* _RECORDS FOR THIS EXERCISE_
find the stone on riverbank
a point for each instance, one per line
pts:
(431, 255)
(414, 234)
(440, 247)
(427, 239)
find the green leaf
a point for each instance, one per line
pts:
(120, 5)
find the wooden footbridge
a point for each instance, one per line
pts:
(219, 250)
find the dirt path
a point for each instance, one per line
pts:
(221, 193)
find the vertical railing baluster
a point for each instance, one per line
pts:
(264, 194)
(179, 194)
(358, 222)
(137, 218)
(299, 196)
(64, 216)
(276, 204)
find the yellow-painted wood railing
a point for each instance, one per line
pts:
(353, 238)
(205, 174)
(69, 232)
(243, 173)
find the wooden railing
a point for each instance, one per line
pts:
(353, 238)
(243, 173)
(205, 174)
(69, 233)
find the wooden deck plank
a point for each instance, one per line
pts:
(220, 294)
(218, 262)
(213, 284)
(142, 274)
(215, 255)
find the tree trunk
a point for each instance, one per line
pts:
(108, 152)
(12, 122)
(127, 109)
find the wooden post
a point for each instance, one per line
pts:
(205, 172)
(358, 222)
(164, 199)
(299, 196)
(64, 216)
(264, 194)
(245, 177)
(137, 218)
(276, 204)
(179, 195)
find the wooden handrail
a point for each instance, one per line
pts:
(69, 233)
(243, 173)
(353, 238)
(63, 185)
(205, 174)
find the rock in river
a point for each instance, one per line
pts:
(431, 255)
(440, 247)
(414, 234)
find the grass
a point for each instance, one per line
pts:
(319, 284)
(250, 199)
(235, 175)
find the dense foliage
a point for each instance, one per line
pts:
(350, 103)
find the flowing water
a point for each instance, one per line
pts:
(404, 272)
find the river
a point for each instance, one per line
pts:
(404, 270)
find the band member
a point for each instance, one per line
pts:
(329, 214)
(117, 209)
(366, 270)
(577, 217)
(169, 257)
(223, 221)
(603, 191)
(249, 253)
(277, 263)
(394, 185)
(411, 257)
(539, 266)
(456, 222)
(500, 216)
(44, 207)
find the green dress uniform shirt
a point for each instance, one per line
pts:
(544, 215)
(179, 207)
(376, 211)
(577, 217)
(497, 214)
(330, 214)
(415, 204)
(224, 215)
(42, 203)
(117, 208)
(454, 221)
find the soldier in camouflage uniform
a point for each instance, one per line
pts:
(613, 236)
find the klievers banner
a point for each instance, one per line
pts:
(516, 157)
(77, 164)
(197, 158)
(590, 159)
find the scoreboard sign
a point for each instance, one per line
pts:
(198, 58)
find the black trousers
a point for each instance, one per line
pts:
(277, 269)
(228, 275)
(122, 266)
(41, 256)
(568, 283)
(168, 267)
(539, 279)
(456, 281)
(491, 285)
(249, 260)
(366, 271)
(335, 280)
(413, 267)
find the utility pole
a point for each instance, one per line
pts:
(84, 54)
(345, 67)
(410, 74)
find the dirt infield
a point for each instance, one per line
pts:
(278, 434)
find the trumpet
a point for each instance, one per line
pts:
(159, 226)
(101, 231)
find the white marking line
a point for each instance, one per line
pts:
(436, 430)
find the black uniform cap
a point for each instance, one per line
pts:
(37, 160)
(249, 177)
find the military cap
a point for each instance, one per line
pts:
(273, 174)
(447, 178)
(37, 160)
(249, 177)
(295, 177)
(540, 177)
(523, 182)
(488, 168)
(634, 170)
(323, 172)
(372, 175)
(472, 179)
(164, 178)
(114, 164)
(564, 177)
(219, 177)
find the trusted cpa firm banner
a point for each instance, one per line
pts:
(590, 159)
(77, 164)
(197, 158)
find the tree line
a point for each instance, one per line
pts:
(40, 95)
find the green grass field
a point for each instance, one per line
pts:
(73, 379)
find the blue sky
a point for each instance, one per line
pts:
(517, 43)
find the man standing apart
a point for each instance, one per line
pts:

* _TASK DIRECTIONS_
Copy every line of the listing again, requests included, from the line with "find the military cap" up to and including the last line of the listing, and no other lines. In the answers, multiply each point coordinate by 0.5 and round it to a whole number, with halves rounded up.

* _TASK OUTPUT_
find the military cap
a point for each instance, one per line
pts:
(137, 87)
(224, 89)
(19, 80)
(125, 89)
(148, 89)
(270, 89)
(262, 91)
(244, 84)
(317, 85)
(162, 86)
(186, 88)
(236, 90)
(82, 89)
(57, 82)
(282, 89)
(110, 89)
find the trusted cpa firm banner
a point for each instance, one per line
pts:
(295, 80)
(39, 82)
(99, 79)
find the tree line
a point for each instance, one per line
pts:
(20, 48)
find the green grass field
a point for each instance, one per line
pts:
(37, 190)
find the blue sky
a point for each instance, one per line
pts:
(259, 22)
find the man standing apart
a point for each instance, one per line
pts:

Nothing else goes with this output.